Problem to solve. Take the line that contains "the foal? Mark that spot." as the first and the last line of the material as the final one; set down exactly the lines in that span.
■ ■ ■ ■
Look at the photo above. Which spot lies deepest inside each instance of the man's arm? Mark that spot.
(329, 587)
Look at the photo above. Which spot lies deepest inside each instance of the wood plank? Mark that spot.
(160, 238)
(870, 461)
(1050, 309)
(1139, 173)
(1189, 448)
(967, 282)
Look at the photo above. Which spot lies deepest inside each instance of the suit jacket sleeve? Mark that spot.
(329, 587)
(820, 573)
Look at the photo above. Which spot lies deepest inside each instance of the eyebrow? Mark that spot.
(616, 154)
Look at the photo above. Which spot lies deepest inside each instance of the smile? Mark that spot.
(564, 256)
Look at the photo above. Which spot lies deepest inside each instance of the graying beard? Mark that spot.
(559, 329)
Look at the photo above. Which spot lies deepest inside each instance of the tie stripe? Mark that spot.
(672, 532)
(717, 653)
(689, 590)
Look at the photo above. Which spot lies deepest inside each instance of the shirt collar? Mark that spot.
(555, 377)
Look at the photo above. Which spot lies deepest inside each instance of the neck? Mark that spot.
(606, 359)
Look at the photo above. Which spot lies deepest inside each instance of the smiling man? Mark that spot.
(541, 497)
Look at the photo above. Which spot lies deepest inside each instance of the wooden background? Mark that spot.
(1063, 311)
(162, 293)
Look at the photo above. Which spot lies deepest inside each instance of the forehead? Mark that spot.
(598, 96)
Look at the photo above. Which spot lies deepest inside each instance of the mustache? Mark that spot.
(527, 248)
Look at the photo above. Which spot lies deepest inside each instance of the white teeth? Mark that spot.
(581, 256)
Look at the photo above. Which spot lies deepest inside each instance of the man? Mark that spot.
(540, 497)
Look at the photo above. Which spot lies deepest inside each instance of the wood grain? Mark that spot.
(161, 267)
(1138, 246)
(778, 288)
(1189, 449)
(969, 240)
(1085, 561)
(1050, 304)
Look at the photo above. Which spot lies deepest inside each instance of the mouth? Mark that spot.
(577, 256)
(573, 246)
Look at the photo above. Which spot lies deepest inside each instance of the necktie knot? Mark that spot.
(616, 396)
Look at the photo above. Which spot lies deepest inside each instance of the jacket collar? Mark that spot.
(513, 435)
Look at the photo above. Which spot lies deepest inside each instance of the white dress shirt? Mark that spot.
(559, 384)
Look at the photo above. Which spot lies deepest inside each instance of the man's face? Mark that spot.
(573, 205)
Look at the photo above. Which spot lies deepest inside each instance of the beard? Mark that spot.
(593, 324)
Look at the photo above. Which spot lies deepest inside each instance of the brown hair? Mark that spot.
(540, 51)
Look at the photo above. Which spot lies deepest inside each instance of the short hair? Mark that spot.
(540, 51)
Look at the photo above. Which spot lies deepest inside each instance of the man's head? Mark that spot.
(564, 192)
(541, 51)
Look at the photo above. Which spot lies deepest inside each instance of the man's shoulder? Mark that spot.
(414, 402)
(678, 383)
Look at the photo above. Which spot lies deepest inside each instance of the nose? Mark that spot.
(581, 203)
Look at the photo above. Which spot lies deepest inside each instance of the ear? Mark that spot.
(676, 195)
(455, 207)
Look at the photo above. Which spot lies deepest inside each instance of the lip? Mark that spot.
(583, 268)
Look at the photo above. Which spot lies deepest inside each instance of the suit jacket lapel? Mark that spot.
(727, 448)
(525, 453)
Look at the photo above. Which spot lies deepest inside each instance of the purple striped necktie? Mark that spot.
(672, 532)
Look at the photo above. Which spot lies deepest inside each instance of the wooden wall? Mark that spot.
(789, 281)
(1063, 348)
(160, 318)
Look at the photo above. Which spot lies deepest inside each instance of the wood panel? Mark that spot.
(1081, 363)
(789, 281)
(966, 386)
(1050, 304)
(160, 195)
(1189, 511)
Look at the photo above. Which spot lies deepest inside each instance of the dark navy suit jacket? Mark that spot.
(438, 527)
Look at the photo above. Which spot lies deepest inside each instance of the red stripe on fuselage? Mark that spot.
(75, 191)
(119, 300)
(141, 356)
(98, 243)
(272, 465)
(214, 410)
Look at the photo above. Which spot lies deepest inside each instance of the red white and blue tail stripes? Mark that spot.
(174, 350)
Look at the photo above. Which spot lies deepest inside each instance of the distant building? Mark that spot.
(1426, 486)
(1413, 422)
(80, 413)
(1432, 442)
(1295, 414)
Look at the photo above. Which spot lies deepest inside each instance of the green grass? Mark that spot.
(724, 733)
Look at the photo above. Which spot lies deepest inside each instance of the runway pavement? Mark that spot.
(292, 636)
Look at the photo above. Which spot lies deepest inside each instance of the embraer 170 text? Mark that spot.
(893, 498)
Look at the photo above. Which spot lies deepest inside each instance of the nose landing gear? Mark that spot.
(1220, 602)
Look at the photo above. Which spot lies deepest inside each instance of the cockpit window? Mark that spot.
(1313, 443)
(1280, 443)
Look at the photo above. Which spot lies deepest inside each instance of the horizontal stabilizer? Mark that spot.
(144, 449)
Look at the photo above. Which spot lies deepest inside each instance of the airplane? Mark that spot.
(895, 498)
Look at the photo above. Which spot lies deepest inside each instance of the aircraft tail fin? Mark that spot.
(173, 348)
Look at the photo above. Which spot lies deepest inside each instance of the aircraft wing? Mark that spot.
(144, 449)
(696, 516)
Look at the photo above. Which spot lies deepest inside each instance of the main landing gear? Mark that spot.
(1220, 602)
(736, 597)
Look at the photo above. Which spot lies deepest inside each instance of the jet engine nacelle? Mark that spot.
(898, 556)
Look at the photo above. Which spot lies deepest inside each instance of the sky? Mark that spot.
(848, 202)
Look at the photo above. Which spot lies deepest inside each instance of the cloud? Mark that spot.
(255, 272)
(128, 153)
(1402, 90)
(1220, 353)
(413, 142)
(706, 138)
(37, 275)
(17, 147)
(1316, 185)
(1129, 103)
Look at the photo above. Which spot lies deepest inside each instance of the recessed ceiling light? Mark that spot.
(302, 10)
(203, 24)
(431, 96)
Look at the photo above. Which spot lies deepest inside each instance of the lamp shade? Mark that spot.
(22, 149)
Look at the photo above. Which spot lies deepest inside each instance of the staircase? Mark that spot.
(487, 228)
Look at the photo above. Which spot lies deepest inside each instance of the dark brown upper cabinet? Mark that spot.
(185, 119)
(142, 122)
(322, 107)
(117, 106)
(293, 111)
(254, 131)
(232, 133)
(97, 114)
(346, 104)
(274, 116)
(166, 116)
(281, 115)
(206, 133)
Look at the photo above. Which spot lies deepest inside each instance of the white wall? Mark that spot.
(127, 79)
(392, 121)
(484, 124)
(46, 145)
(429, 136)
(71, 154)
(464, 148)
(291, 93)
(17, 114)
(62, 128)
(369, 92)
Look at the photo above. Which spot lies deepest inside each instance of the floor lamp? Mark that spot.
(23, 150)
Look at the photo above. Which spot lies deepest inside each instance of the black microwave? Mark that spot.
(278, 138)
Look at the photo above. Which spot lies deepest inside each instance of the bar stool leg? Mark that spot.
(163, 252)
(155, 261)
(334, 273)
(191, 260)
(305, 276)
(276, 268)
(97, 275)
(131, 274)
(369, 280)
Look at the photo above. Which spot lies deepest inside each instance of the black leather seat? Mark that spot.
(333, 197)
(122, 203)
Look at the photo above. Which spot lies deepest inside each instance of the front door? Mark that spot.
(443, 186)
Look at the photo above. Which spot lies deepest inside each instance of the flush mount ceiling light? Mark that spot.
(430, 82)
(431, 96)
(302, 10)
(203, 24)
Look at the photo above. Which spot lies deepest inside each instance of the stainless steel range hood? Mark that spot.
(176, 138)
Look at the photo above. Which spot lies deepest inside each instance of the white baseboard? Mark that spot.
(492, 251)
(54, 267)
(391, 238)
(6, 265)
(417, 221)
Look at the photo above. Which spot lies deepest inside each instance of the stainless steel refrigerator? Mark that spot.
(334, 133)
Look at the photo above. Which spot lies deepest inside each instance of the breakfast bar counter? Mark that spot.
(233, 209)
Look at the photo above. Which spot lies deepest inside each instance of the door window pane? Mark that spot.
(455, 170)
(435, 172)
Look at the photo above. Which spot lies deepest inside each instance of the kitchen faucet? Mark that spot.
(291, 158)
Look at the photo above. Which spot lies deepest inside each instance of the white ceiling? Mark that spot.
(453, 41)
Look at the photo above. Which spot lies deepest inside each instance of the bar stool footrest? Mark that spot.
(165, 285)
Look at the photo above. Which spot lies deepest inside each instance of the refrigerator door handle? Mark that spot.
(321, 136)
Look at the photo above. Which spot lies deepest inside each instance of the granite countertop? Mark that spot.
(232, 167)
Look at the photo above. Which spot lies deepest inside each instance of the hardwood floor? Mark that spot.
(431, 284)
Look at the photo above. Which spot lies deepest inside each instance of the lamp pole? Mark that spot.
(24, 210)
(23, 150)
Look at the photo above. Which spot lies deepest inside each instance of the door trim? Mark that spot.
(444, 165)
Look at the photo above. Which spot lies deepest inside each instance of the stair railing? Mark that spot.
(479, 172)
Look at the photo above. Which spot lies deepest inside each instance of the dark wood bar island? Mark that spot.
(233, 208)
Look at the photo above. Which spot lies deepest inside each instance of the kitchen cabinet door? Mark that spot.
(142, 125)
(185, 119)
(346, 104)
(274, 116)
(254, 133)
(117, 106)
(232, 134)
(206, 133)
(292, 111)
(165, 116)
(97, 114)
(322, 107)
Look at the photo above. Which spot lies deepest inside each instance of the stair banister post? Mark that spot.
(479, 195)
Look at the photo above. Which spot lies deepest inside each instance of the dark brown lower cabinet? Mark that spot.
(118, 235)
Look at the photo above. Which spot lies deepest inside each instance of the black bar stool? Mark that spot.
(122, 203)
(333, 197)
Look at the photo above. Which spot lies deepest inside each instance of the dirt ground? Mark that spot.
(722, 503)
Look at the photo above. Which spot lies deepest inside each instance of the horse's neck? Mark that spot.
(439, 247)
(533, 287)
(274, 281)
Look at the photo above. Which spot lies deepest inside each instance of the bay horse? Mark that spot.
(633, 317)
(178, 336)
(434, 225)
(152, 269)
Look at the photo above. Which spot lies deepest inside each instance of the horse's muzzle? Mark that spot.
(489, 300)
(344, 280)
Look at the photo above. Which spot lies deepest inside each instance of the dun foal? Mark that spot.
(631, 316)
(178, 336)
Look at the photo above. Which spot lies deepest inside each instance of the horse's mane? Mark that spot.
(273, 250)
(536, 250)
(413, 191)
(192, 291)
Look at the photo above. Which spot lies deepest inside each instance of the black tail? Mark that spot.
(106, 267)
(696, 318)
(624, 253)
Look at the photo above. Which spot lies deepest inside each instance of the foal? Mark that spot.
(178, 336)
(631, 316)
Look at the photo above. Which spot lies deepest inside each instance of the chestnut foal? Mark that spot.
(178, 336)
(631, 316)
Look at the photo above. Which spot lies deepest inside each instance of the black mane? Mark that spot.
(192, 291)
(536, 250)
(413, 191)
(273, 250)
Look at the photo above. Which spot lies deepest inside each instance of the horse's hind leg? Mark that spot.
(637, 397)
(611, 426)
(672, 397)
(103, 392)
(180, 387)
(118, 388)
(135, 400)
■ ■ ■ ■
Output of the exercise.
Look at the photo above. Which spot lies deepest inside each instance of the foal? Mark that spot.
(178, 336)
(631, 316)
Look at the photo above. Which spot lies deepest inside each instance of the chestnut foal? Mark that spot.
(178, 336)
(631, 316)
Look at the photo above. Which spot lies deepest inside each instance of the black mane? Mark that spot.
(192, 291)
(536, 250)
(413, 191)
(273, 250)
Look at the photo above. Which spot lies deepest inside each instance of the horse's hind leg? Mark that spot.
(637, 397)
(611, 426)
(672, 397)
(103, 392)
(180, 387)
(118, 388)
(135, 400)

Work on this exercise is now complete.